Excerpt:
I join you from our dining room table, where to my right, I look out our large picture window where the afternoon October sun spills into the dining room.
Gratitude. That is what I am feeling right now. As we know, emotions swing all over the place here are Pen and Peppur — just as they do with you, I imagine. I s’pose that makes it ever more important to highlight the fulfilling emotions as much as the sucky ones, right?
Our home brings me a lot of joy and within that is peace, which is something I’ve longed for. So, whenever I get to share this peace, I get excited. Alas, I bring to you our mini short film, “Last of the Summer Whine“. It is a brand extension of our Her Words His Wine YouTube series. Shot on the 4th of July — at home.
The holiday fell on a weekend where we’d just gotten home from one trip and were leaving on July 6th for France. (Oui! Paris!) We felt it was a time to relax, enjoy the fruits of our labor, and for me, to psyche myself up for the long international travel that was to come.
I really felt grateful that day. It was hot. I had my man and my dogs…and a whole lotta wine. So, I took a lot of footage on my new iPhone. I love filmmaking and storytelling. I just love what images tell us and what we can create when we string them together. When I saw my footage, I was proud of myself. I was happy that I had taken a photography class I’d promised myself. I was happy that directing my short film prepared me for this moment where I could capture some solitude, gratitude and peace within the confines of our Arizona cinder block walls. I was super ecstatic that I knew whatever I captured would be made beautiful with editing and graphics from my former Prague College students, Nino and her sisterly-cousin, Anna. (They are both a grown woman in their twenties now and I really must just say, my international collaborators and friends, Nino & Anna.)
Between their summer vacation that included trips to Dubai and Turkey (so cool), and our Soraci life taking place, it took months for our team to complete this mini short. But, as with enjoying a bottle of wine, it was all worth it. And it is right on time.
I share all of this with you because, like I said to my dear friend Tina yesterday, I want all of this for you. I really do. If is it peace you desire, I want you to have it. If it is partnership that you are seeking, I want you to find it. If it is a home you crave, I want you to be it. These things take tiiiiiime. And I mean, lots of time. (At least they did for me.) But Matt and I are proof that it comes. And it shows up just when you think it won’t.
Here is our short, short film, “Last of the Summer Whine”. I took the title from a 1970s British sitcom I like, Last of the Summer Wine about the lives of some older folks living in England.

Material:
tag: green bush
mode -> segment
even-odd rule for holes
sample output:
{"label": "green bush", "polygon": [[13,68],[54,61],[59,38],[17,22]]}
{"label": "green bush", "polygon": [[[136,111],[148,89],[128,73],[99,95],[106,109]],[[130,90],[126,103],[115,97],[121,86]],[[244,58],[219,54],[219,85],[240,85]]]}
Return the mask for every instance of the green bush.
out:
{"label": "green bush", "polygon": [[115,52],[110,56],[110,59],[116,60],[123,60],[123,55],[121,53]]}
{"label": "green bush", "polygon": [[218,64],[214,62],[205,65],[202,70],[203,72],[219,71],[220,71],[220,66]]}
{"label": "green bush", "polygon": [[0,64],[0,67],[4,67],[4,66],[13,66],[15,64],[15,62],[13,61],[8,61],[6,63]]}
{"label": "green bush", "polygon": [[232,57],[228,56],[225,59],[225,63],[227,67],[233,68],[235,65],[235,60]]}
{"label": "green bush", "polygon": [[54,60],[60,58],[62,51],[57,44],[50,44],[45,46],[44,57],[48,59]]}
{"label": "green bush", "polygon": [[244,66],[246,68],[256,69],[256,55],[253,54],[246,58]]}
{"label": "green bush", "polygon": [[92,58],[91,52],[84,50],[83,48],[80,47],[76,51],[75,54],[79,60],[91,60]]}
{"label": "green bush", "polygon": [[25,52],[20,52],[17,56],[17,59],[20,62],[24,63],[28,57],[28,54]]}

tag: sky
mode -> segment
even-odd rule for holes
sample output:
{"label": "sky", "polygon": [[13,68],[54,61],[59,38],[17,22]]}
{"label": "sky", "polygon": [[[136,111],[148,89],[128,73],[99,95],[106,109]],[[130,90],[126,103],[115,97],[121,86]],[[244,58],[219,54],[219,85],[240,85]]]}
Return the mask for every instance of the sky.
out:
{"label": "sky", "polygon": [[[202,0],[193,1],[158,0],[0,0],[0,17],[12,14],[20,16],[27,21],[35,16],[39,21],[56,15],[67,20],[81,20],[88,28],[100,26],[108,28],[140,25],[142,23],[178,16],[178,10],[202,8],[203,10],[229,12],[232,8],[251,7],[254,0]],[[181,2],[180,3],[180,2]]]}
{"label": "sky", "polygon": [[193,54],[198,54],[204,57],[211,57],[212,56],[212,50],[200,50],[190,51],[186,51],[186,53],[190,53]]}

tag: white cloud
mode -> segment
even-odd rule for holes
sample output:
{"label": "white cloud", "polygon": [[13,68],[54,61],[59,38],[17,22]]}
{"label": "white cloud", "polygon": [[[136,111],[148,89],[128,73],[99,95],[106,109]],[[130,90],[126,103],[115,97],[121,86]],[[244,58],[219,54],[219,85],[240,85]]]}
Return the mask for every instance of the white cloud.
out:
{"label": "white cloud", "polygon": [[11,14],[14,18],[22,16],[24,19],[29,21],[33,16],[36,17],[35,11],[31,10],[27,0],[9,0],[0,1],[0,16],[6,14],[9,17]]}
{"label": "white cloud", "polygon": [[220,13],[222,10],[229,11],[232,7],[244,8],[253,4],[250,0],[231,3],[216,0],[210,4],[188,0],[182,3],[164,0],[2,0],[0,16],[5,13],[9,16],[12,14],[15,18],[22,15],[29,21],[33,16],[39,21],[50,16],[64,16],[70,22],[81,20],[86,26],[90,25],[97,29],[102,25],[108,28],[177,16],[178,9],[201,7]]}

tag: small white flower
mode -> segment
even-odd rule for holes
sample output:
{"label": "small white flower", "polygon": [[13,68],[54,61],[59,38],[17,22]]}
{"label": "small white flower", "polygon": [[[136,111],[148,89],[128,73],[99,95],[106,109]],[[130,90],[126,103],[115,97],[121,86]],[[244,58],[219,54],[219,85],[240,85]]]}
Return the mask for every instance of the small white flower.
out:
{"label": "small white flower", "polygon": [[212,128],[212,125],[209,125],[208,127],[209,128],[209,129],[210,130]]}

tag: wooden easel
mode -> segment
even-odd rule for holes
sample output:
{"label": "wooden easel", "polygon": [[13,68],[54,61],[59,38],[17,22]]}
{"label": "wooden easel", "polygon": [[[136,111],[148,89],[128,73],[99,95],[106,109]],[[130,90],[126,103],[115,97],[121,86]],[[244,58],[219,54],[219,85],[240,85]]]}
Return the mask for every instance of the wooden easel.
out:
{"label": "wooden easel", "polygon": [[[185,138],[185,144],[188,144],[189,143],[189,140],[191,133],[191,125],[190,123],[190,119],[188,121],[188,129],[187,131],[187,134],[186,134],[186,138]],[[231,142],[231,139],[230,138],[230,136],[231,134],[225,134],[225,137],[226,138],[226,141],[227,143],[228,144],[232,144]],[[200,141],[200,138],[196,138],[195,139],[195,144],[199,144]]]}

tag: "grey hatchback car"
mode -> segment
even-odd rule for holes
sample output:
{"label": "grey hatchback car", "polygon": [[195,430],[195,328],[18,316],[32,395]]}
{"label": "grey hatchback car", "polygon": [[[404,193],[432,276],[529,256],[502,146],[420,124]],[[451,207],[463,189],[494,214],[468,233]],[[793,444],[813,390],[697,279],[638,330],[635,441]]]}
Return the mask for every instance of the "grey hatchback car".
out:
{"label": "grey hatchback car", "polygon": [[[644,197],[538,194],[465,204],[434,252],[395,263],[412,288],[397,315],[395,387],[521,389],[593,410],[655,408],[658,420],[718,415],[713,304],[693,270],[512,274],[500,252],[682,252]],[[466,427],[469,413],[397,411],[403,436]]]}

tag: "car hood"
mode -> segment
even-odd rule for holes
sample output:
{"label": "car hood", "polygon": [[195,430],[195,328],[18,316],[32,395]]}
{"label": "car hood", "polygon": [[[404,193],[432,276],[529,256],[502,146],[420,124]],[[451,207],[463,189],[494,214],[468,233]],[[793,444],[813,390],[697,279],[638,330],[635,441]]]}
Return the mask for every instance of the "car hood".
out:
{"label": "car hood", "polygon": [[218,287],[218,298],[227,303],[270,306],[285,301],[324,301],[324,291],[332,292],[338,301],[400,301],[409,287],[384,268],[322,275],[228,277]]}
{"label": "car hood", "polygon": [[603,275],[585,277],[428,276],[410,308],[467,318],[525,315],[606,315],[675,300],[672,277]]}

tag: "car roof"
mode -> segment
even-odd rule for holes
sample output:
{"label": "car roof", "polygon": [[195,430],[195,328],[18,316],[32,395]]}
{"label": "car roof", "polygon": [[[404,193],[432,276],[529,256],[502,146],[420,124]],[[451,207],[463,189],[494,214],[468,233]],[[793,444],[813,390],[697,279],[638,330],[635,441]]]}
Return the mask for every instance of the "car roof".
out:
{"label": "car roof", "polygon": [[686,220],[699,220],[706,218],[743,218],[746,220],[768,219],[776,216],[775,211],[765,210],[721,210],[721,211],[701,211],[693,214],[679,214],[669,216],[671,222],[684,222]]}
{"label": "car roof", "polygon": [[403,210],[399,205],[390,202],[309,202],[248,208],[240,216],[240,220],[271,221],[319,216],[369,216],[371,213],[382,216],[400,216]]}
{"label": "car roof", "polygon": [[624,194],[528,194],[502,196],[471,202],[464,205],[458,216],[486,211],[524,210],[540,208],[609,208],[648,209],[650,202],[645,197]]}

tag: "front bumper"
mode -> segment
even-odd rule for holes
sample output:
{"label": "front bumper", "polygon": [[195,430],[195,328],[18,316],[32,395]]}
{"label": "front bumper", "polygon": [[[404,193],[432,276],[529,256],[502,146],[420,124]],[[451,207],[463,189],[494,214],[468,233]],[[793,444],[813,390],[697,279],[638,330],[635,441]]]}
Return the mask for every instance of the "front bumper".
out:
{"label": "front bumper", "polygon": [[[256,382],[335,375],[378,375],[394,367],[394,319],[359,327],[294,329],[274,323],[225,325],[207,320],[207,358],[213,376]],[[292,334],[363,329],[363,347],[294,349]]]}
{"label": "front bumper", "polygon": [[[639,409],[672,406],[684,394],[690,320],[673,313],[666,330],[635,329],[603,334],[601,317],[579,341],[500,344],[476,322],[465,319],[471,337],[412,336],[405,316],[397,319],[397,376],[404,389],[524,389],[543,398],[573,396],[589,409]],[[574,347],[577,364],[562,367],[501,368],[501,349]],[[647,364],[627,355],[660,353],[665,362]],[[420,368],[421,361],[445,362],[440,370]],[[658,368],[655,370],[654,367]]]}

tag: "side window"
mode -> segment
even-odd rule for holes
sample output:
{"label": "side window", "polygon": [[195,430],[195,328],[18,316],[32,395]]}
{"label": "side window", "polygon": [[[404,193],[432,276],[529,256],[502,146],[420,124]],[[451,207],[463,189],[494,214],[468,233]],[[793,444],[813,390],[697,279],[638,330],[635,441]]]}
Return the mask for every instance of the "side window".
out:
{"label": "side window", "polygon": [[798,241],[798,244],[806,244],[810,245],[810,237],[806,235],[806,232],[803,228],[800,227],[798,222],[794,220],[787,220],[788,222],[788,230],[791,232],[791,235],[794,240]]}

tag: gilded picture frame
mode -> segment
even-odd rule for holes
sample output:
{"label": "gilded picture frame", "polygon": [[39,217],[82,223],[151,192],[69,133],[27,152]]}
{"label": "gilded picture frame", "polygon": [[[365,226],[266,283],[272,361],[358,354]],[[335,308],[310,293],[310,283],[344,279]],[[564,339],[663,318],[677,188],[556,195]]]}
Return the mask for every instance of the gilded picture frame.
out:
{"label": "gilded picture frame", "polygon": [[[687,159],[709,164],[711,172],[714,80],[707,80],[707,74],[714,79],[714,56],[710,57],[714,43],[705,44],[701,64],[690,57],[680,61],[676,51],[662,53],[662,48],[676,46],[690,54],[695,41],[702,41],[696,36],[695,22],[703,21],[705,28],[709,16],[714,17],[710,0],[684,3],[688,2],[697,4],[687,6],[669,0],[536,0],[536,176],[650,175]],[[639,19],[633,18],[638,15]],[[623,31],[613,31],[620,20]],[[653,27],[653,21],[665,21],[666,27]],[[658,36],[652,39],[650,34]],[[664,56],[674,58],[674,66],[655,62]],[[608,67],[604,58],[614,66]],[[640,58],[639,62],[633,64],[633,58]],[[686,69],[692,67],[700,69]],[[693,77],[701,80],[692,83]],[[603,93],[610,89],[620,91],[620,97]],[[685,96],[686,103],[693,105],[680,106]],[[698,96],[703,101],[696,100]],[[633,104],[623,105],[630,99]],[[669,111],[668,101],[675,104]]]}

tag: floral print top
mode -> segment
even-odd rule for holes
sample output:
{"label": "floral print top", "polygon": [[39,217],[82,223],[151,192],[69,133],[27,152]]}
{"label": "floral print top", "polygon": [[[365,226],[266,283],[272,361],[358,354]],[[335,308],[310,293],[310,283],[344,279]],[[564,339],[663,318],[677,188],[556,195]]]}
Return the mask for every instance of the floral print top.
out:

Exercise requirements:
- 1) Copy the records starting with the line containing "tag: floral print top" and going on through the end of the records, switching "mask" to "outline" and leaving everything else unchanged.
- 2) Pick up the post about the "Last of the Summer Whine" short film from the point where it stops.

Per-task outputs:
- 1)
tag: floral print top
mode -> segment
even-odd rule for holes
sample output:
{"label": "floral print top", "polygon": [[39,217],[82,223],[151,192],[69,133],[27,152]]}
{"label": "floral print top", "polygon": [[[365,226],[266,283],[272,361],[358,354]],[[335,308],[310,293],[310,283],[344,279]],[[564,339],[663,318],[677,188],[556,195]]]}
Return the outline for every instance of the floral print top.
out:

- 2)
I also wrote a poem that appears in the film. It’s in it’s entirety below and it pretty much sums up what you’re about to watch, should you so choose.
As October quickly waves hello, I hope you’re able to find a way to wave back while holding fast to a nice glass of whine.
Entire piece if you like:
Last of the Summer Whine
You whisper to me like the last days of summer.
Leaving a taste of gratitude that comes from the ripeness of waiting.
And I’ve waited. I’ve waited for you. I’ve waited for this. I’ve waited… Is there more to this?
But in the same breath of the moment that says there is more,
That same breath says, be still, says it is time to harvest.
Says, this is what you’ve been waiting for. Is there more to this?
The afternoon sun, dancing high and pert above all that worship it,
Must also descent into the night that rests below.
She cannot stay high for all eternity.
No matter how much she may want it be.
The night. She waits.
She waits for the sun to come to her,
As a spider waits upon her inevitable web.
As the sun falls nearer and nearer,
Does she, the night, consume the sun in sips, swirling her in her mouth
to understand all of her unspoken complexities?
Or does she, the night,
Let that last liquid sliver of shimmering dance slide softly down her throat?
knowing she’s consumed the last of the summer whine
that makes ones cup runneth over?
I’ve waited for this.
For this, I’ve waited.
Knowing there have been some lasts,
also listening for the whispers of firsts.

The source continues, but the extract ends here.